-------- Excerpted passage --------
The memorandum  wants to assist and guide decision makers in authorities and political bodies with regard to the continuing necessity to improve the quality of water used to produce drinking water. The drinking water suppliers point out the standards of the Water Framework Directive are not sufficient to produce drinking water. If water quality will not improve it will become hard and more expensive to produce drinking water from surface water.

More protection is needed

President of the International Association of Waterworks (IAWR) in the Rhine Basin, Matthias Maier, points out the current situation of drinking water suppliers: “The greatest threat to the long-term provision of clean, natural drinking water is the contamination of water resources with chemicals. A large number of substances are introduced into the water cycle by human activities. From the water suppliers‘ point of view, the inputs are not sufficiently controlled. In some cases, the substances can only be removed to a limited extent with existing drinking water treatment technologies. Climate change is changing the water cycle, therefore the remaining drinking water resources must be protected more intensively in order to adapt.“

Overview of ERM River basins. Image: ERM-report

Strategies required to meet target values

In the European River Memorandum, the coalition partners propose ten strategies required to meet the target values. These strategies are diverse. Drinking water must take priority over competing usage claims (1). Measures should be taken at the source of pollution (2). Available water resources must not be overstressed and therefore tolerable maximum concentrations and temperatures must not be exceeded (3). The water quality of water bodies must not deteriorate but has to be improved for reasons of precaution (4) . Monitoring of water bodies is a task of authorities that must be continually adjusted to new findings (5).
-------- Stored rows --------
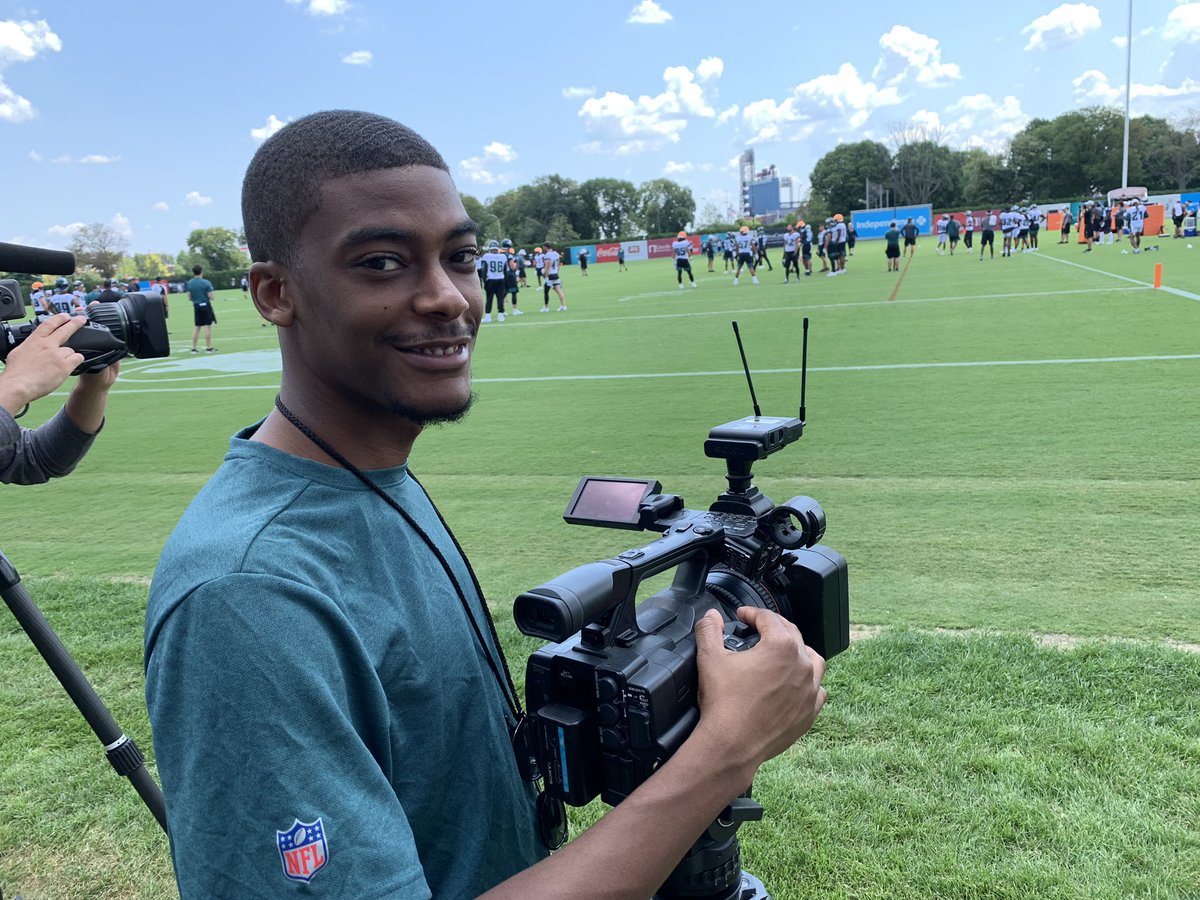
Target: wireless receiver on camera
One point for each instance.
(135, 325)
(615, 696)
--------
-------- Stored rows --------
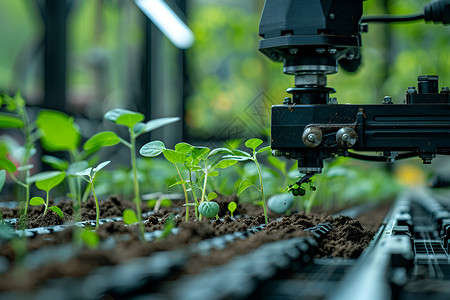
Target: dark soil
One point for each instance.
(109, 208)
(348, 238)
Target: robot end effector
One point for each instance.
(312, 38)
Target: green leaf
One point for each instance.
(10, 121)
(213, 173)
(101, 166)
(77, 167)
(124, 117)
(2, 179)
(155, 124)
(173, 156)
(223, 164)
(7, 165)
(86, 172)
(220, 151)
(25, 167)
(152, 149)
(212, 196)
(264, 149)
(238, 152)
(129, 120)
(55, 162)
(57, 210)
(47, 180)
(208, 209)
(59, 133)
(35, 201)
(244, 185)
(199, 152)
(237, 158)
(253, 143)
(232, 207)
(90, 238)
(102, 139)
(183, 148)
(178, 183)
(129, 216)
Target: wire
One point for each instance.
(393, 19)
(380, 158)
--------
-------- Stored rows --------
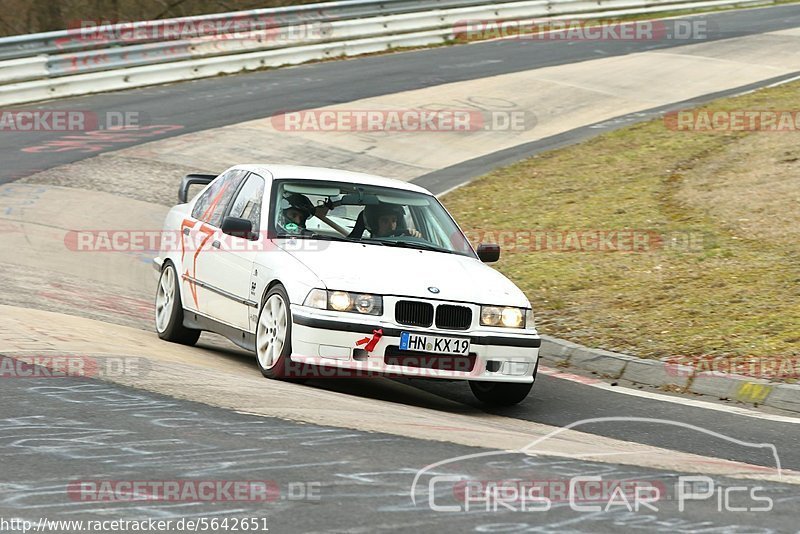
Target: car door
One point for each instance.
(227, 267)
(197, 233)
--------
## Tasks for this exercise
a: Condense the paragraph of the drinking water passage that begins "In the European River Memorandum" into a list, keeping its main facts.
b: Set down the section of the drinking water passage starting at "Overview of ERM" and ending at "new findings (5).".
The listing plays no part in what follows.

## Expected outputs
a:
The coalition partners propose ten strategies to meet the target values:
- Drinking water takes priority over competing usage claims.
- Measures are taken at the source of pollution.
- Water resources are not overstressed, so tolerable maximum concentrations and temperatures are not exceeded.
- Water quality in water bodies does not deteriorate but is improved as a precaution.
- Authorities monitor water bodies and continually adjust that monitoring to new findings.

b:
Overview of ERM River basins. Image: ERM-report

Strategies required to meet target values

In the European River Memorandum, the coalition partners propose ten strategies required to meet the target values. These strategies are diverse. Drinking water must take priority over competing usage claims (1). Measures should be taken at the source of pollution (2). Available water resources must not be overstressed and therefore tolerable maximum concentrations and temperatures must not be exceeded (3). The water quality of water bodies must not deteriorate but has to be improved for reasons of precaution (4) . Monitoring of water bodies is a task of authorities that must be continually adjusted to new findings (5).